-- begin Records provided --

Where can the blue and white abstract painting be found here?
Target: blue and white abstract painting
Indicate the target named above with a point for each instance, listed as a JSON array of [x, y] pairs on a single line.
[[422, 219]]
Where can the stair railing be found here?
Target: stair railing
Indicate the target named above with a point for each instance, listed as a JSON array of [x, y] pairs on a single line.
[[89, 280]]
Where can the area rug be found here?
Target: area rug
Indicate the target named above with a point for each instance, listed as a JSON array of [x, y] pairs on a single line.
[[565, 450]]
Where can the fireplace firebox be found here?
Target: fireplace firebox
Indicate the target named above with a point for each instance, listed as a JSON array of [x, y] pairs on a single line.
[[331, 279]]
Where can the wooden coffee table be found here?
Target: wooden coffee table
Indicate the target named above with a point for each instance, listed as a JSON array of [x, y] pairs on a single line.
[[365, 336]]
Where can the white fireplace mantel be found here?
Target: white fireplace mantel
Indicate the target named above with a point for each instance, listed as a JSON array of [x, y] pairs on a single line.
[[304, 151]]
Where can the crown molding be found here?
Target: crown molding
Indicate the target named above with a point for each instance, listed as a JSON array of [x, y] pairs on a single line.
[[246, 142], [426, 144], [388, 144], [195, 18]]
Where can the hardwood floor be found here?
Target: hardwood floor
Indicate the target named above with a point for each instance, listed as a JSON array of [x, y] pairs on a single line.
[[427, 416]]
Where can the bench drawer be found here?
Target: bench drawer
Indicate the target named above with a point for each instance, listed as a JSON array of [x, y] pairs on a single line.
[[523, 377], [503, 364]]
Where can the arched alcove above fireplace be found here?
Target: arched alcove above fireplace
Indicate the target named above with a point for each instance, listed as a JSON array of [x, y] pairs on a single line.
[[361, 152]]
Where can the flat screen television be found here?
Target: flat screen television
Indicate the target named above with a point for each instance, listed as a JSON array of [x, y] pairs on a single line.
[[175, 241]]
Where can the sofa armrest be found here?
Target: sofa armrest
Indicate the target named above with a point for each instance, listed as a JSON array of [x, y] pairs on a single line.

-- end Records provided --

• Task to complete
Write out only what runs from the line holding "Where can the hardwood floor be found here?" through the last line of the records, exactly as shown.

• In response
Where can the hardwood floor be found here?
Target: hardwood floor
Indicate the target named above with a point for each instance, listed as a JSON array of [x, y] pairs on a single line.
[[427, 416]]
Where can the bench drawer be found here?
Target: bench drawer
Indicate the target named above with a point for each instance, listed as a JSON array of [x, y] pairs on a single line.
[[523, 377], [503, 364]]
Where can the arched alcove above fireplace be found here?
Target: arched alcove above fireplace
Indicate the target named above with a point for each instance, listed as a JSON array of [x, y] pairs on a single line.
[[361, 152]]
Where can the flat screen television be found here?
Target: flat screen television
Indicate the target named above with a point for each instance, listed as a JSON array of [x, y] pairs on a single line.
[[175, 241]]
Where can the sofa armrest be found here?
Target: sofa armrest
Indicate the target named above with a point for each instance, listed as a JSON array of [x, y] pairs on a single line.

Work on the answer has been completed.